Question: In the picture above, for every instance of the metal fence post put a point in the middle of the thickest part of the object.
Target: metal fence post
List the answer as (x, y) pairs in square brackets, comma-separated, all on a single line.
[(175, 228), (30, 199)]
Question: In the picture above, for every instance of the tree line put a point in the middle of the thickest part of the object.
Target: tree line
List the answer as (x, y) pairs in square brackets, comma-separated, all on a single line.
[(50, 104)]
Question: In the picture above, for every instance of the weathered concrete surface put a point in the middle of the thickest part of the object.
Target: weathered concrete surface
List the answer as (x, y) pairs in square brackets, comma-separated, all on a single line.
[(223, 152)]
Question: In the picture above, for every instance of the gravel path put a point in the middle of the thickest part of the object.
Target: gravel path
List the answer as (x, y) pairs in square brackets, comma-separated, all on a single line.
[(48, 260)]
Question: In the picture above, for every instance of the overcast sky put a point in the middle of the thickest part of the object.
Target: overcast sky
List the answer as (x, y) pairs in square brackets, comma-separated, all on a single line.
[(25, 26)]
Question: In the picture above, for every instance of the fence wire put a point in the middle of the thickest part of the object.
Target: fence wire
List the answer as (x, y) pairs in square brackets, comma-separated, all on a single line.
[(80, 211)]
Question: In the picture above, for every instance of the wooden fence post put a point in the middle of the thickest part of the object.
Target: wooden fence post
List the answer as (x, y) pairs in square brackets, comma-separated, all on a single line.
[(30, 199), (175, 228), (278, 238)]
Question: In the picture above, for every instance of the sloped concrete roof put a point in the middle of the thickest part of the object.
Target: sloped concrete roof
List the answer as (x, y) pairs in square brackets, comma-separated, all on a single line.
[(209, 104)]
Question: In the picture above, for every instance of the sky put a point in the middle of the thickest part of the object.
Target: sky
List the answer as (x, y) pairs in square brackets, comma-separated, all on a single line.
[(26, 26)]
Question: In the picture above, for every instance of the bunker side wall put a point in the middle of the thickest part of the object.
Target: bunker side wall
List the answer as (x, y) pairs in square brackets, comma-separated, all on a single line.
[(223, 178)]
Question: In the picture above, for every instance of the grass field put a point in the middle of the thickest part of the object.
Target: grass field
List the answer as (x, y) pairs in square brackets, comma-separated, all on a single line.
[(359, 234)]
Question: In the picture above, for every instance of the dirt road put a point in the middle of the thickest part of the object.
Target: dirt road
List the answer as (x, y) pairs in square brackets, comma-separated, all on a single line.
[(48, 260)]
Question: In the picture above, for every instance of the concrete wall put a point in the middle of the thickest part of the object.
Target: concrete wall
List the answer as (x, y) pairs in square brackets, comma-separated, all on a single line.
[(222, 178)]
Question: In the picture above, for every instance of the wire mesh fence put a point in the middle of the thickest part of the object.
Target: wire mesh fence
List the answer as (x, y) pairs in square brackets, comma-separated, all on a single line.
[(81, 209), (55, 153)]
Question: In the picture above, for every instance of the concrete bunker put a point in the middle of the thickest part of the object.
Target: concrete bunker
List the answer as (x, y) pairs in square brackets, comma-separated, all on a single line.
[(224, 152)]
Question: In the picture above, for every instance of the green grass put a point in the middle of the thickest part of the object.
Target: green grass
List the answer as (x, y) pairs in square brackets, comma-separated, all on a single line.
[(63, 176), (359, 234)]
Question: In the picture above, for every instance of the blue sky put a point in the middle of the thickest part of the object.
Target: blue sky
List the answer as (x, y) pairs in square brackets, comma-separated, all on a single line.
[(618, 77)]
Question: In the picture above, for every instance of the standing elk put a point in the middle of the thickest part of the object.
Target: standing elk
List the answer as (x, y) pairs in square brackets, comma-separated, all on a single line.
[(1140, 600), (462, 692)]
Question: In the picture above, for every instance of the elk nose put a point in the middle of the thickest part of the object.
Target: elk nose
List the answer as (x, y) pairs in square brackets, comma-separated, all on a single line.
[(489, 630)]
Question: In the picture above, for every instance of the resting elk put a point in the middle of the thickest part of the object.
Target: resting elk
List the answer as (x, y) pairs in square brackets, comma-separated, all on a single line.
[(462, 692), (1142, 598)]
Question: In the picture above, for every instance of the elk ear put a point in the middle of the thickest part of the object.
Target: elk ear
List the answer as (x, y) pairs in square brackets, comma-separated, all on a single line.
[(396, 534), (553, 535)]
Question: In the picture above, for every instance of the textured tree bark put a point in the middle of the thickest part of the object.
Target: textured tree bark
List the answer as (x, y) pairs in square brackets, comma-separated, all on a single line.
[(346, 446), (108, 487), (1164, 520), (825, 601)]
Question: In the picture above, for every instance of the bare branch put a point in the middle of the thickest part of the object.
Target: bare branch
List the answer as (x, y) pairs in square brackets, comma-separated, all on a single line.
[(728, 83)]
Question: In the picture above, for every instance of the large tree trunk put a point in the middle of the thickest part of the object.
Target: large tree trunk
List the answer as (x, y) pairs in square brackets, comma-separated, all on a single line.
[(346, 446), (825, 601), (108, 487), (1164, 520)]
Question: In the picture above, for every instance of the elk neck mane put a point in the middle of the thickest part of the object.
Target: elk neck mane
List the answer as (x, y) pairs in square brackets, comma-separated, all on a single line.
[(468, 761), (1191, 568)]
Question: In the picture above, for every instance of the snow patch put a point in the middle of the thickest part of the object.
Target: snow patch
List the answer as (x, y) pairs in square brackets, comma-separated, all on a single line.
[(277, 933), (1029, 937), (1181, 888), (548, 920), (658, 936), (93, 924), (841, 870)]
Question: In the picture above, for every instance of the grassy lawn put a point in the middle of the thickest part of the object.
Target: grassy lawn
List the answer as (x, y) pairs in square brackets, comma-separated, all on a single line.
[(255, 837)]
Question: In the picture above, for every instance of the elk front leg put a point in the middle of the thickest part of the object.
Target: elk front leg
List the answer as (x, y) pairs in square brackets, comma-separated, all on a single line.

○ ○ ○ ○

# [INSTRUCTION]
Update the lines starting at the one containing "the elk nose" and ending at the one containing "[(462, 692), (1142, 598)]", changing "resting elk" to "reclining elk" and leaving all else unchanged.

# [ANSWER TO THIS TASK]
Question: In the picture above, for every instance of the elk nose put a point in the middle of the thickest part of the object.
Target: elk nose
List the answer as (x, y) pairs in square brackets, comma-separated, all on a single line.
[(489, 630)]
Question: In the picture above, for every instance of the reclining elk put a point in the middle of the thickest part of the object.
Target: reclining elk
List the answer as (x, y) pairs in square brackets, comma-separated, all on a single line.
[(462, 692), (1142, 598)]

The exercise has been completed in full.